Records provided ::
########

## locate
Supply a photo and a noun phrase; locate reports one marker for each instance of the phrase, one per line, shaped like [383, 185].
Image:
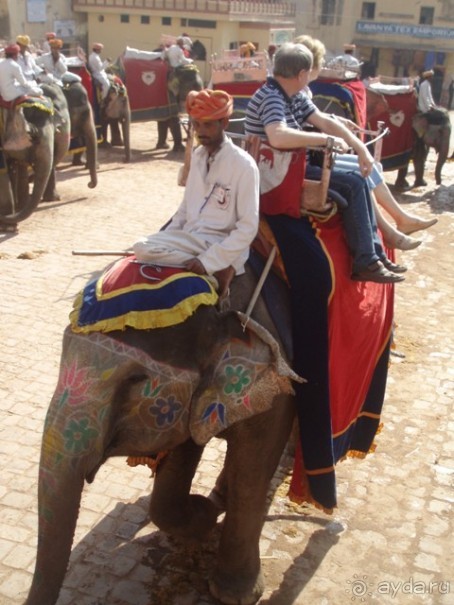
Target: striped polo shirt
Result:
[271, 104]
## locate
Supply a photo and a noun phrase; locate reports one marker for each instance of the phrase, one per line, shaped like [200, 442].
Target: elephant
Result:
[197, 372]
[46, 143]
[83, 125]
[116, 112]
[427, 135]
[411, 133]
[180, 82]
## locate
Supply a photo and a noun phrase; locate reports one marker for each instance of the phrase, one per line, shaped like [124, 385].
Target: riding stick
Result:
[102, 252]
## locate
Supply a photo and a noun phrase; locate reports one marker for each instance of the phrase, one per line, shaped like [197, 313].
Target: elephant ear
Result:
[246, 375]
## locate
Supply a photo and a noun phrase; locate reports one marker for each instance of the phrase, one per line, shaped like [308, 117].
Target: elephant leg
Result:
[244, 484]
[172, 508]
[163, 128]
[77, 159]
[50, 193]
[115, 134]
[57, 524]
[401, 181]
[420, 152]
[175, 129]
[126, 129]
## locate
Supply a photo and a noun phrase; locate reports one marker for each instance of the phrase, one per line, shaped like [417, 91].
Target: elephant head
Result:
[137, 393]
[184, 79]
[83, 125]
[116, 112]
[38, 138]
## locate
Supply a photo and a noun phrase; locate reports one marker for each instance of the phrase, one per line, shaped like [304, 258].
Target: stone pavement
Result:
[391, 539]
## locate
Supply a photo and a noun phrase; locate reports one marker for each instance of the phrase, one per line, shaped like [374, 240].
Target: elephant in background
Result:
[116, 114]
[180, 82]
[427, 135]
[138, 392]
[83, 125]
[46, 143]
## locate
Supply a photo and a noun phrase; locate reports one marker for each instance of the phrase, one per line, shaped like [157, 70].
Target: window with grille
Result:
[426, 16]
[368, 10]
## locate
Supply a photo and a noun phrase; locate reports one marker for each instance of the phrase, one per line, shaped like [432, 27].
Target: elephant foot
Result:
[402, 184]
[420, 183]
[4, 228]
[192, 521]
[51, 197]
[234, 590]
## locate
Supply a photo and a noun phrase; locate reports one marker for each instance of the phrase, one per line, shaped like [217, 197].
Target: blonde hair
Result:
[316, 47]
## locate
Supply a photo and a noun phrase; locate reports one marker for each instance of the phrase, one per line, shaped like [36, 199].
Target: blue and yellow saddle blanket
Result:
[133, 294]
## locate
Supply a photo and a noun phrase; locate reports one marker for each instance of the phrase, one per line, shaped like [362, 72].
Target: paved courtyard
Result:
[391, 539]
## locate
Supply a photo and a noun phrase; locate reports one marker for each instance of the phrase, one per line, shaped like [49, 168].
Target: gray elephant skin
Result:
[426, 136]
[103, 406]
[83, 125]
[49, 143]
[116, 115]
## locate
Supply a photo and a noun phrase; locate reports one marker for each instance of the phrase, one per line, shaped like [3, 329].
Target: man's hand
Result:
[195, 266]
[365, 161]
[340, 145]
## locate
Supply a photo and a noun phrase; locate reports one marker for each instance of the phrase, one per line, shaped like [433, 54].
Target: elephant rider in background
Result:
[278, 112]
[25, 59]
[175, 55]
[426, 102]
[46, 44]
[98, 68]
[247, 50]
[13, 83]
[213, 228]
[347, 60]
[53, 63]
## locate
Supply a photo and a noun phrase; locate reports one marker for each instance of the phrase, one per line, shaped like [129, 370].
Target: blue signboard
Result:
[398, 29]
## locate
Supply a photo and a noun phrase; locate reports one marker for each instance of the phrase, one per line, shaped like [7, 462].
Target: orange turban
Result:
[208, 105]
[55, 43]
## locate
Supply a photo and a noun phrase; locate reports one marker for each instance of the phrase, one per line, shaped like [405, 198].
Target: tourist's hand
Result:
[340, 145]
[195, 266]
[365, 161]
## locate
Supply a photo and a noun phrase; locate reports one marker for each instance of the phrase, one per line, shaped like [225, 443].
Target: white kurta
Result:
[218, 217]
[56, 69]
[347, 60]
[28, 65]
[98, 70]
[13, 83]
[175, 56]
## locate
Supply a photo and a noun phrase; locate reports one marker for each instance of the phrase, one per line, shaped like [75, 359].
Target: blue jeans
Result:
[358, 218]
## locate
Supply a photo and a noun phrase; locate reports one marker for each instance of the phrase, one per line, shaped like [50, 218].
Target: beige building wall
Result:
[40, 16]
[116, 36]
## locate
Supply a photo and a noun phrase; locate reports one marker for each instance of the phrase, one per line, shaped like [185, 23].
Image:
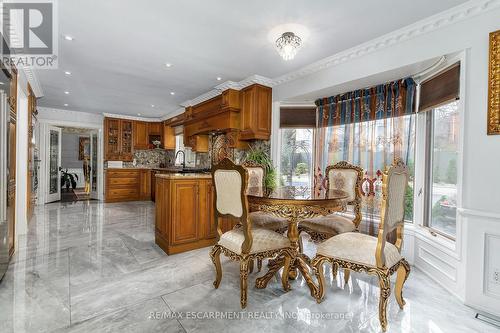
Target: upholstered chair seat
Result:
[357, 248]
[267, 221]
[263, 240]
[374, 255]
[345, 177]
[333, 224]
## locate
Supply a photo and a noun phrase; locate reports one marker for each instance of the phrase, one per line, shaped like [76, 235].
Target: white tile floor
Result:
[94, 267]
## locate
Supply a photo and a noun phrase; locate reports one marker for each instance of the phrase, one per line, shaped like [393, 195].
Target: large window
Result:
[296, 158]
[443, 132]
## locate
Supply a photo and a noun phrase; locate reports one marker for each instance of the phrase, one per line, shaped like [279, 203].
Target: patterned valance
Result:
[393, 99]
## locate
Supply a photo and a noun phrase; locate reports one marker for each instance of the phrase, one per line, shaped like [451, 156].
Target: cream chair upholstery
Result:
[359, 252]
[244, 243]
[341, 176]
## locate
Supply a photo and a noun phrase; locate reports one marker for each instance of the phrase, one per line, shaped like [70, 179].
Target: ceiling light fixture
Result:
[288, 45]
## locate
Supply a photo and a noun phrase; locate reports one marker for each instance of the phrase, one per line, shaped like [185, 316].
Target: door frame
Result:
[55, 196]
[44, 124]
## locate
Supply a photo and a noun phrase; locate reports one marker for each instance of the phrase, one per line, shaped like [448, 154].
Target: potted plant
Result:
[261, 157]
[68, 179]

########

Count the lines above that contain the word "hand" and give only that number.

2